Exercise brief: Pick each line containing the word "truck" out of the data below.

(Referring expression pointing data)
· · · · · · ·

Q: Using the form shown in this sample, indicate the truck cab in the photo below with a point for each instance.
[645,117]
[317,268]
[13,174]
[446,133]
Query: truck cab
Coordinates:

· · · · · · ·

Reply:
Q: Using the form shown in this sample, indicate the truck cab in the photo below with a point for each instance.
Query: truck cab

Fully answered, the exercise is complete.